DATA EXTRACT -
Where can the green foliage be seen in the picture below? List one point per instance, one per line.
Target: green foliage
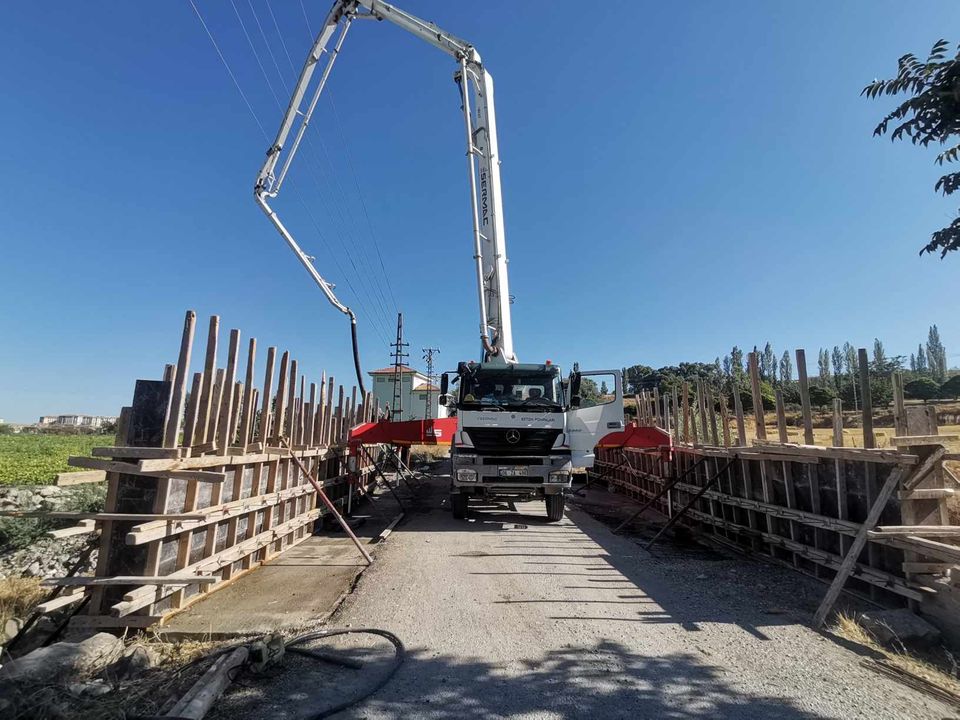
(928, 115)
(922, 389)
(951, 388)
(36, 459)
(821, 396)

EXERCISE PROMPT - Return all of the material above word for word, leaving out the pictures.

EXERCISE RESULT -
Where can the green foliage be seen in the picture below? List one point per instance, one per line.
Target: green foliage
(928, 115)
(922, 389)
(951, 388)
(36, 459)
(821, 396)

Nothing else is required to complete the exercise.